**EXTRACT PROVIDED**.
[start]
The NSE President criticised subsidy palliatives as ill-conceived.

The Nigerian Society of Engineers (NSE) on Monday kicked against the planned hike in electricity tariffs, stressing that after a careful review of the situation, it came to the conclusion that the call to raise power prices was unjustifiable.

Being one of the stakeholders invited to make a presentation by the National Electricity Regulatory Commission (NERC) on the issue, the NSE stated that in all their arguments, none of the proponents was able to make an iron-clad case for tariff increase.

For instance, during the hearing held in late July, the NSE President, Tasiu Gidari-Wudil, who briefed journalists in Abuja on salient national issues, said that none of the Distribution Companies (Discos) came up with verifiable evidence of their contracted feeder supply availability index to warrant feeders upgrade or customer reclassification proposed.

Noting that its position on the tariff review debate was based on unassailable available evidence, Gidari-Wudil noted that in defending their applications, the Discos cited changes in economic indices.

However, he explained that although it is the industry norm to use the Central Bank of Nigeria (CBN) and National Bureau of Statistics (NBS) figures, most of the Discos brought figures that were at variance with the current reality.

In fact, the NSE president stated that figures as high as 30 per cent inflation were used by a leading Disco while quoting a consultancy outfit as their source. “These assumptions will definitely give rise to a high Weighted Average Cost of Capital (WACC),” the engineers stated.

While citing changes in Operating Expenditure (OPEX) expenditure as the basis for their request for review, the NSE stated that most of the licensees failed to justify the request since they did not show evidence of any increase in their circuit length, transformer numbers, increase in their staff salaries and numbers, increase in their metering and customer numbers.

“It was also observed that the Discos spend a substantial amount of their approved OPEX for payment of consultancy services and technical partnership payments that do not translate to any operational efficiency,” it added.

NSE recommended that the NERC should ensure that licensees are only allowed prudent and justifiable cost escalation, as the ‘pass-through’ costs only, noting that they should be made to look inwards and reduce their expenses on operational line items.

The NSE listed the items as: Payment for technical partners, payment for consultants, payment for vending services/ billing and collections as well as looking into its over-bloated payroll.
[end]
**DATA ROWS**.
[start]
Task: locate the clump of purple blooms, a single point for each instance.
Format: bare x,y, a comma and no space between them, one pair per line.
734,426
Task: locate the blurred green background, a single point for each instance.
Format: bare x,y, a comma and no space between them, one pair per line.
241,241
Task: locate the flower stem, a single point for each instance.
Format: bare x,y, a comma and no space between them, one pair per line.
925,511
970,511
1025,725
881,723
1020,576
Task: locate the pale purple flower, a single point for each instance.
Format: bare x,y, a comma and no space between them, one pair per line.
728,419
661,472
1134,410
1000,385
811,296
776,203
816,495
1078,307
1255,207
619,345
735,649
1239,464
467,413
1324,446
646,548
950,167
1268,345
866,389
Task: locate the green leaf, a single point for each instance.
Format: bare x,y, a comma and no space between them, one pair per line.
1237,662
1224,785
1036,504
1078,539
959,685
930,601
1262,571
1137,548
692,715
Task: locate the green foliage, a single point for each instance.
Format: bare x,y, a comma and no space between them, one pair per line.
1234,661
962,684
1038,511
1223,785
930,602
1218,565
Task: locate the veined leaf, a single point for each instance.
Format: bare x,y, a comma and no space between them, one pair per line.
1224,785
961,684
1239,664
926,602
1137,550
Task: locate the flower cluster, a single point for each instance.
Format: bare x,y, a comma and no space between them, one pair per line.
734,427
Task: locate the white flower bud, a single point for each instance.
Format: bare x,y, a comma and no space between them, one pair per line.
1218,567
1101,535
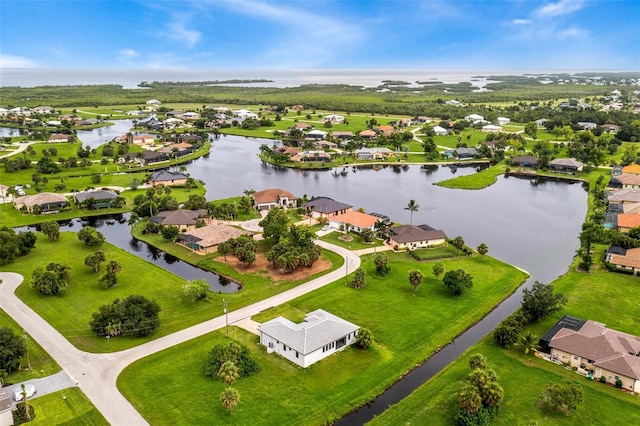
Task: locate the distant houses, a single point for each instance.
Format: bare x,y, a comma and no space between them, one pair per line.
320,335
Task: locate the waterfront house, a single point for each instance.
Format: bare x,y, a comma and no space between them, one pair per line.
168,178
632,169
490,128
320,335
274,197
150,157
570,165
58,138
440,131
595,350
325,207
205,240
373,153
185,220
353,221
95,199
525,161
46,202
412,237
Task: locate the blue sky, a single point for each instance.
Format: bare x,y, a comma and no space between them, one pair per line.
309,34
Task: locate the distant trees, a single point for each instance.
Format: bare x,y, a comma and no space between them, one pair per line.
134,316
90,236
457,281
12,349
51,280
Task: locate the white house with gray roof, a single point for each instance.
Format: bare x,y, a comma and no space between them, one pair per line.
320,334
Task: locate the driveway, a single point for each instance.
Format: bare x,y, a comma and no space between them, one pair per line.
96,374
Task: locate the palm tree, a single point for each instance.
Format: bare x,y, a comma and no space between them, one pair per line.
412,207
228,373
229,399
415,278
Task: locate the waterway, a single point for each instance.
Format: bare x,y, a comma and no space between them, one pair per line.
532,224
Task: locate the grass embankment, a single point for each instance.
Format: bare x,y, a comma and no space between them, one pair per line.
407,330
602,296
70,314
65,407
12,217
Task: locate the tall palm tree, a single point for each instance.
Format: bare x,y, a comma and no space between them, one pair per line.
412,207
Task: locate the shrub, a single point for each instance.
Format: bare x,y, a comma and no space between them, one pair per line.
234,352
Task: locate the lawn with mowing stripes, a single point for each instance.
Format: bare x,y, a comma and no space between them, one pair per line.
407,329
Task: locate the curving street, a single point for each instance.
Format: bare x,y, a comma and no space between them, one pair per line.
96,374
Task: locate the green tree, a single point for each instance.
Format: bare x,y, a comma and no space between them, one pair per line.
359,279
51,230
458,243
229,398
528,342
565,396
540,301
438,269
415,279
364,338
12,349
381,261
228,373
483,249
412,207
94,260
457,281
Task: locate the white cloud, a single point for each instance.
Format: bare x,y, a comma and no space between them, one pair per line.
563,7
12,61
178,31
573,32
127,54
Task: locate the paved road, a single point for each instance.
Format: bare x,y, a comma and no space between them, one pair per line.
96,374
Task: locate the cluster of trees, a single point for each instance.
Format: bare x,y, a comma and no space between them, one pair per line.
244,248
229,363
13,245
538,302
134,316
52,279
91,237
481,396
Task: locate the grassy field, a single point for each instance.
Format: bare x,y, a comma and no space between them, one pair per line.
284,393
71,313
602,296
42,364
65,407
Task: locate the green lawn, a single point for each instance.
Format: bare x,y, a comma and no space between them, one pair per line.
71,313
407,329
42,364
602,296
65,407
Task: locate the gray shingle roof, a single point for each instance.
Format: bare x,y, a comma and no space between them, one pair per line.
318,329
[end]
**WORK INSTRUCTIONS**.
1. Find every line in the entries that contains the string "leaf", matching case exactly, and copy each such line.
2. Continue the article about the Nigerian Society of Engineers opposing the electricity tariff increase, starting right after its final sentence.

**THE RESULTS**.
1.
Task: locate the green leaf, a single point for each instance.
Task: locate the veined leaf, a single point for each instance.

2.
It also accused the Discos of making payment for concession services that the staff can provide as well as making heavy management and board expenses.

“WACC should be prudently calculated for the industry and even at that, no licensee should be allowed a new CAPEX review now as they have not demonstrated any firm capacity and commitment in the execution of the earlier approved CAPEX.

“ All unutilised allowed CAPEX can be clawed back for them to execute as a provisional sum only, and to be claimed in the tariff only when executed. Discos must adequately compensate their customers for any investment made in their network without any excuses.

“Licensees must be made to evacuate power, grow their customer number and metering as a sine qua non for their survival as a business. Discos should bear the consequences of not adhering to the service level provisions in the Service Based Tariff regime on feeders supply availability, by adequately refunding the customers for non-adherence,” the NSE said.

In addition, it recommended that the Discos should have an automatic and seamless arrangement in their vending server that will enable refund to all customers that purchased meters under any of its arrangements.

On fuel subsidy removal, the NSE stated that as much as it is in support of its removal, since it had become a criminal conduit for syphoning scarce resources, it explained that the government should have put the mitigating mechanisms in place before the removal of subsidy from the budget.

“The announcement of plans for palliatives at this point that Nigerians are already in penury is ill-conceived,” the society stated.

However, it pointed out that the utilisation of alternative fuels like Compressed Natural Gas (CNG) holds immense potential and a viable alternative fuel that  has significant advantages since it is a cleaner burning fuel, emitting lower levels of harmful pollutants and greenhouse gases compared to conventional fossil fuels.

Incidentally, the NSE said it had directed its relevant arms to tackle the challenge by developing practical solutions for effective conversion from petrol to CNG.

Even though it admitted not having any authority to dictate to President Bola Tinubu, who to appoint into his cabinet, it highlighted the fact that only three engineers are among the new ministers.

Urging government to enforce its presentation on the expected flooding, the NSE also said it was envisioning to have a SMART office project which has  reached an appreciable stage .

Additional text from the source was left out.